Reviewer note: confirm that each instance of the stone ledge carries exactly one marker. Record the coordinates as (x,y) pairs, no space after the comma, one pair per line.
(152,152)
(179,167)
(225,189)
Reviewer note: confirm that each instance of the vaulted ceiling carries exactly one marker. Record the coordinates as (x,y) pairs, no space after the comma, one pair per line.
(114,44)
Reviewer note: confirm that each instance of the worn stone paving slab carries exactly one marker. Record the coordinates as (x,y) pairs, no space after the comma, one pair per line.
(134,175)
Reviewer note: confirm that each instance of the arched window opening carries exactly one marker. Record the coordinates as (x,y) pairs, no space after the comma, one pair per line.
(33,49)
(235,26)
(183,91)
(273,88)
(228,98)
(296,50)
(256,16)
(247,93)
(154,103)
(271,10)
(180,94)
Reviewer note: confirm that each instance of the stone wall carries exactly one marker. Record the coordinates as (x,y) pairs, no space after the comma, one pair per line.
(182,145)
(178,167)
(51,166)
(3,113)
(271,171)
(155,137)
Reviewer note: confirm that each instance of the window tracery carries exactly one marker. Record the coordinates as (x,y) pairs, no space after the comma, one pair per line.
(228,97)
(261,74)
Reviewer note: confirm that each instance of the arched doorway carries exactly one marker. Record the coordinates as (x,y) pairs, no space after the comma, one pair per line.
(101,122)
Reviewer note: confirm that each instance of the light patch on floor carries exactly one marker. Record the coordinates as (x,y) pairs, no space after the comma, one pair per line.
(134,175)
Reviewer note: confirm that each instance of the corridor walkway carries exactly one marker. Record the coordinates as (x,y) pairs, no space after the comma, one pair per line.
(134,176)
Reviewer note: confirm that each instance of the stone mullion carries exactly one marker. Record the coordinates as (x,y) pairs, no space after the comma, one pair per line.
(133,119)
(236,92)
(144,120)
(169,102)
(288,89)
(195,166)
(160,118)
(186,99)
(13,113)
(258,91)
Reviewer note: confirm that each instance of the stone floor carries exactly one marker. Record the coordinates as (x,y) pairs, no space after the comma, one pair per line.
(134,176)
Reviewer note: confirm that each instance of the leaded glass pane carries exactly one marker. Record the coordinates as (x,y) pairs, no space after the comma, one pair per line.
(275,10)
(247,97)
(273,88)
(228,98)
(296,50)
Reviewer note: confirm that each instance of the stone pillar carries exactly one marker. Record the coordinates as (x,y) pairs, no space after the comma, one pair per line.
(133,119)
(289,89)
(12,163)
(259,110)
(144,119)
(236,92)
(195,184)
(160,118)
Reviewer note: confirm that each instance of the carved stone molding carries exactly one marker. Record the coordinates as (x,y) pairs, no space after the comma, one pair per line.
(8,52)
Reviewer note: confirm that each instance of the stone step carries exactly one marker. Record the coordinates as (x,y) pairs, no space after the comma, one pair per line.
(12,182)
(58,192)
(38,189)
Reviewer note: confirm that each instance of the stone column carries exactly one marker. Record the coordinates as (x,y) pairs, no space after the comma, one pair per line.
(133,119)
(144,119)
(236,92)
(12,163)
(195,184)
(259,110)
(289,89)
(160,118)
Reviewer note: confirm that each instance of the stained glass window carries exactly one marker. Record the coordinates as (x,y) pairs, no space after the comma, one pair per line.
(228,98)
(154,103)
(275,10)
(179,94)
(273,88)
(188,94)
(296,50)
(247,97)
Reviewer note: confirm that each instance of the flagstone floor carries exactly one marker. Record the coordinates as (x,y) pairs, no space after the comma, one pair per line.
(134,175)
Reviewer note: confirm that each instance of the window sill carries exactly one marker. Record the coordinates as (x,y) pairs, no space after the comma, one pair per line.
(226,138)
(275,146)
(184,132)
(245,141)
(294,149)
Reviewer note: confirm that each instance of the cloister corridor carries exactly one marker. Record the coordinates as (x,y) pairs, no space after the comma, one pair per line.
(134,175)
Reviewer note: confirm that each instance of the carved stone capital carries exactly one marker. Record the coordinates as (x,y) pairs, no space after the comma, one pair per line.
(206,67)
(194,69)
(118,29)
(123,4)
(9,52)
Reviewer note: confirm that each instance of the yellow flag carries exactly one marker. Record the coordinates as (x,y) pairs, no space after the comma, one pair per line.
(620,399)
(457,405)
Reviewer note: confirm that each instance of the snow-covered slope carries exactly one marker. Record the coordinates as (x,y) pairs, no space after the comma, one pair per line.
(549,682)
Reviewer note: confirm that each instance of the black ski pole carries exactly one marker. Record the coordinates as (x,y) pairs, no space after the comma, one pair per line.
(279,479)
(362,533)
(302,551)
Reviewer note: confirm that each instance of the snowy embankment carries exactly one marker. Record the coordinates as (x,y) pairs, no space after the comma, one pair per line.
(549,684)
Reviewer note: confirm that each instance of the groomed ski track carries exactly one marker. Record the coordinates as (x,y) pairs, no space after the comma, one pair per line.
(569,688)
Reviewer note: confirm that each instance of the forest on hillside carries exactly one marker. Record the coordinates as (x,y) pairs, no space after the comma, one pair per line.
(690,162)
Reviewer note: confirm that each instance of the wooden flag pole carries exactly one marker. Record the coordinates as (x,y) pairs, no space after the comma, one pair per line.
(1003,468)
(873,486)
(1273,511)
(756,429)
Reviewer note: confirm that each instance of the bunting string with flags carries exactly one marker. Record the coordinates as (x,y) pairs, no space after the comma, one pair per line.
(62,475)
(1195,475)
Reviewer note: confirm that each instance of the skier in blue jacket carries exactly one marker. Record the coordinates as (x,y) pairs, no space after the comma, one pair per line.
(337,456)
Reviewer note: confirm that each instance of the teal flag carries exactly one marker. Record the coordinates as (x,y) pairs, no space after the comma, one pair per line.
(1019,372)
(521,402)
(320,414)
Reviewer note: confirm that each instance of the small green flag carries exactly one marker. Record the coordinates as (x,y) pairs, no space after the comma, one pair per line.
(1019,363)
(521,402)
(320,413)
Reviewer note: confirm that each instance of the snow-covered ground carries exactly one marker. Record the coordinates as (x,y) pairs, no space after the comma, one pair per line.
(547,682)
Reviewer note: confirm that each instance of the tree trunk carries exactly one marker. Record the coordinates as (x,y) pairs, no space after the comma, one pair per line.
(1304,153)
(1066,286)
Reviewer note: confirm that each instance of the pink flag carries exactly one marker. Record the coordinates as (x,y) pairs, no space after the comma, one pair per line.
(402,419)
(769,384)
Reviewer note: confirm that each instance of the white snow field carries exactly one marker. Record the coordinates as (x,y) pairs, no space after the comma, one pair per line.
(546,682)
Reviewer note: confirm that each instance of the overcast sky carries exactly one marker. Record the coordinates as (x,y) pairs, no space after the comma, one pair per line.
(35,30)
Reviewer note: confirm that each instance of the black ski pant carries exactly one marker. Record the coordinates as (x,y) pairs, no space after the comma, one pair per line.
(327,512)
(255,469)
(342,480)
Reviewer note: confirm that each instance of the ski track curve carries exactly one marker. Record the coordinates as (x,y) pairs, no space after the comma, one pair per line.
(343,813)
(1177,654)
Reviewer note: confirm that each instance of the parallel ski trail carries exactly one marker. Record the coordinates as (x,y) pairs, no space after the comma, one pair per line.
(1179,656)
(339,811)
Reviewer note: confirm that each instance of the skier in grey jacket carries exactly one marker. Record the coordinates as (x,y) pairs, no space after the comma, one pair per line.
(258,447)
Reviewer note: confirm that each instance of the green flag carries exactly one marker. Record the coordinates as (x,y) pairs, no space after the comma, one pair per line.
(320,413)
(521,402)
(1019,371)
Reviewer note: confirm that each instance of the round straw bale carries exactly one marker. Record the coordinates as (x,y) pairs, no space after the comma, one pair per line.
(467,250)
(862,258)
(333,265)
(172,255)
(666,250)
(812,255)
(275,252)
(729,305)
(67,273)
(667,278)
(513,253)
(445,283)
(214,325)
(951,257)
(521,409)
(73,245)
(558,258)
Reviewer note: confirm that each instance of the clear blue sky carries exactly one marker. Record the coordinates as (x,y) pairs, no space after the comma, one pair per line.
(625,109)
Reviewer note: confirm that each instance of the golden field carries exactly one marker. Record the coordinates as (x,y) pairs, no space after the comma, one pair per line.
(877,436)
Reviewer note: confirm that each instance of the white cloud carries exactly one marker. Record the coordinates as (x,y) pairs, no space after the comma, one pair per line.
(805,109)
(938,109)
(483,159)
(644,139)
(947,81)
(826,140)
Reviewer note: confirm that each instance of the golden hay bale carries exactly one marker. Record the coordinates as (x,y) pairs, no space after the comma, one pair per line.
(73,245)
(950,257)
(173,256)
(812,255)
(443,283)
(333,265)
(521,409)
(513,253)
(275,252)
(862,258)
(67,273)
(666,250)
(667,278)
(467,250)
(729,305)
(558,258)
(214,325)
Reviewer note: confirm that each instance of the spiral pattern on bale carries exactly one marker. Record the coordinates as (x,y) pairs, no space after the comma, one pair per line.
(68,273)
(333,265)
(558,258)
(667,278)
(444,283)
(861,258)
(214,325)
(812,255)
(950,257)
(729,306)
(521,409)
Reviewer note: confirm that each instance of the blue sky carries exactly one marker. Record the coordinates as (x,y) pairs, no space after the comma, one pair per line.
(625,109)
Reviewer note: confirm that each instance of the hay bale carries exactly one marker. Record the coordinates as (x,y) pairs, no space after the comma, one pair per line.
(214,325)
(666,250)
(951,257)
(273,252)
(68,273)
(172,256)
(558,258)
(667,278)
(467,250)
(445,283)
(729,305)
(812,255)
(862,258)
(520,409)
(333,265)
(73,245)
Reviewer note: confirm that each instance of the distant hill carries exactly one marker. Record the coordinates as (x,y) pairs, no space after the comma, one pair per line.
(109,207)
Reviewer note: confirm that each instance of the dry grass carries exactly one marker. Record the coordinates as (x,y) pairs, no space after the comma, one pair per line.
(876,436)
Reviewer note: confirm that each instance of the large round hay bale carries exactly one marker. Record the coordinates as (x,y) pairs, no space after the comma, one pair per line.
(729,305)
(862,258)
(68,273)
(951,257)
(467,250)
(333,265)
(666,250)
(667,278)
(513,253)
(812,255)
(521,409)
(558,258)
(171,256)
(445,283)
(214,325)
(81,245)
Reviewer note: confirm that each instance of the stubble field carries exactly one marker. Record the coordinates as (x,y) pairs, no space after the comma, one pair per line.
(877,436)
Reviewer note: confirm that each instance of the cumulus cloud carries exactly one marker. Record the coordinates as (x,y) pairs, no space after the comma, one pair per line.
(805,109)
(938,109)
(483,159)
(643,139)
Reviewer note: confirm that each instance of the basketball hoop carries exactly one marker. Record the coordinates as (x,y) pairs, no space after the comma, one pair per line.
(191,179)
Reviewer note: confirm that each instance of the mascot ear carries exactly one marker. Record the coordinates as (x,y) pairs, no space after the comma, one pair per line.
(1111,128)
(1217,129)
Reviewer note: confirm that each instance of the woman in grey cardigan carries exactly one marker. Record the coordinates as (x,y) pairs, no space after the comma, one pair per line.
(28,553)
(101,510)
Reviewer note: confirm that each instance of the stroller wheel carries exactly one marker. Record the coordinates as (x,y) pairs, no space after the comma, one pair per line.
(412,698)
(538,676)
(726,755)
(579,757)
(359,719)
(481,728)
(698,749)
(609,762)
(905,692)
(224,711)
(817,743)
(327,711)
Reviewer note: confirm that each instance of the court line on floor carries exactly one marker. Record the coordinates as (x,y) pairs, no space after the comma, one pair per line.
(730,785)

• GOAL: Locate the line that contains "Reviewer note: confirm that each instance of the cumulus", then please quote it and every line after it to the end of the entries above, exactly and with nothing else.

• RESULT FOR THIS TASK:
Reviewer note: confirm that each instance of the cumulus cloud carries exactly one marker. Record the coordinates as (x,y) pairs, no space after the comma, one pair per line.
(805,109)
(938,109)
(483,159)
(643,139)
Reviewer note: confirm that each instance of the basketball hoop carries exactly one marker. Record the coordinates as (x,y) pairs, no space after the comma, one pair per line.
(191,179)
Reviewer note: confirm that each instance of the mascot ear carries exactly one marker. Record the coordinates as (x,y) pairs, no space after the comma, one pair per line.
(1111,128)
(1217,129)
Reviewer note: confirm that each instance of the woman in grey cardigan carries exactly one marker. Record the coordinates as (x,y) pairs, no space after the comma, one pair per line.
(28,553)
(101,510)
Reviewer note: confirm that each instance of the stroller wheel carries exactly one marker. Record the coordinates as (x,y) pairs, no space after the comma, one pair per line.
(412,698)
(538,676)
(726,755)
(579,757)
(359,719)
(481,728)
(698,749)
(609,762)
(905,692)
(224,711)
(817,743)
(327,711)
Reviewer note: confirm that each instance of the court line on floor carries exactly one marker. Record the coordinates as (x,y) pairs, no space after the comma, one pair per line.
(730,785)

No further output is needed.